Excerpts from a dataset:

------------------------------------

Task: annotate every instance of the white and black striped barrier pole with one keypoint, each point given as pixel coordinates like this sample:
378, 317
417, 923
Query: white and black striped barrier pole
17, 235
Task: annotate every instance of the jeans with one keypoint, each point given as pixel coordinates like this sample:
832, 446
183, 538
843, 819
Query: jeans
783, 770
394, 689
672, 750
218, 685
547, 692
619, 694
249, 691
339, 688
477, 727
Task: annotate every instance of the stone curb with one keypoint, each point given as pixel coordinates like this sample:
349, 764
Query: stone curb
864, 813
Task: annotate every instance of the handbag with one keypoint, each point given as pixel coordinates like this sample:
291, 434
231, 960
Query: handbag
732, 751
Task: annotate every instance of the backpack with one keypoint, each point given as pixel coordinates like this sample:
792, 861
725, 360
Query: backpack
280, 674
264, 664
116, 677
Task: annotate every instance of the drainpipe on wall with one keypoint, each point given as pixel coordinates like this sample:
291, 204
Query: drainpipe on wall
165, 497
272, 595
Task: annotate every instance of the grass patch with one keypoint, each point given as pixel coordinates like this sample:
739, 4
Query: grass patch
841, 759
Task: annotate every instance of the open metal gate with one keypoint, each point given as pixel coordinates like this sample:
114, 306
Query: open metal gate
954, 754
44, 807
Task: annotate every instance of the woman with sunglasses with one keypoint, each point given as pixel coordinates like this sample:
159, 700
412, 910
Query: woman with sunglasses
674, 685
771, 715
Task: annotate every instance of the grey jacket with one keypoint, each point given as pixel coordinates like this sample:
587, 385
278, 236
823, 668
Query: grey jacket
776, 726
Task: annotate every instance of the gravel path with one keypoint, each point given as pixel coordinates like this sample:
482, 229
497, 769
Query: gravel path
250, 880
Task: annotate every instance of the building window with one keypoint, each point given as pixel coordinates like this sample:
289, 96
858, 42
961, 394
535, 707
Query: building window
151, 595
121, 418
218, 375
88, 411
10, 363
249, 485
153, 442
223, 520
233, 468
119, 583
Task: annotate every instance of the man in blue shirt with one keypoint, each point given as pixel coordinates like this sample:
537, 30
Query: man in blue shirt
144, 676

------------------------------------

Give the entries again exactly, every one.

Task: annotate every instance of the white and black striped barrier pole with one keypoint, each point given as pixel coordinates like this sample:
378, 317
417, 923
Query: white and black striped barrier pole
17, 235
Task: annotate every instance of the jeans with one keypoint, each point given as pixel coordinates like this sample:
832, 446
183, 538
843, 819
Query: jeans
783, 770
394, 689
672, 750
218, 685
547, 692
619, 694
249, 691
339, 688
477, 727
Task: annotate every instance of the stone curb with one keypoint, each point given as pixel coordinates like this sample:
349, 764
Query: stone curb
864, 813
Task: annotate every instance of the handbag with one keypoint, each point given as pixel coordinates like this sample:
291, 434
231, 960
Query: handbag
732, 751
Task: annotate every instance of the backpack with one keypoint, each point given as pixel coordinates like this sample:
792, 861
725, 360
Query: backpack
280, 674
264, 664
116, 677
Task: annotate every instance of the drainpipe on wall with one keypoint, each point given as pixel coordinates like this sample:
291, 204
Query: drainpipe on wall
165, 497
272, 595
Task: annotate every instance of the grass patch with one keypoint, each point given as pixel coordinates like this sample:
739, 4
Query: grass patch
841, 759
Task: annotate every instance of the open metal gate with one keypoint, each point given as pixel coordinates like this sample:
114, 306
Query: open metal gate
954, 754
44, 807
Task: annotate every instance of the woman with sunglasses with one keypoint, each point given as pixel coordinates like this sample:
159, 700
412, 910
Query: woman with sunglasses
674, 685
771, 715
Task: annotate every instance of the grey jacket with one keypoint, each point given as pixel coordinates like this sample:
587, 385
278, 236
823, 668
Query: grey jacket
776, 726
Task: annotate every instance of the gravel path with one keypoint, each point given as pixel coordinates like this sample:
482, 229
497, 769
Query: gravel path
250, 880
Task: annotate every instance of the building window with one keypoint, each point given as pixel coordinates like this sample:
289, 96
858, 42
961, 394
535, 707
Query: building window
151, 595
121, 418
218, 375
88, 411
10, 363
249, 485
153, 442
223, 520
233, 468
119, 583
Task: annotate every instance of the man in blue shirt with one keypoint, each point given as pixel coordinates like this sample:
537, 30
Query: man in blue shirt
144, 676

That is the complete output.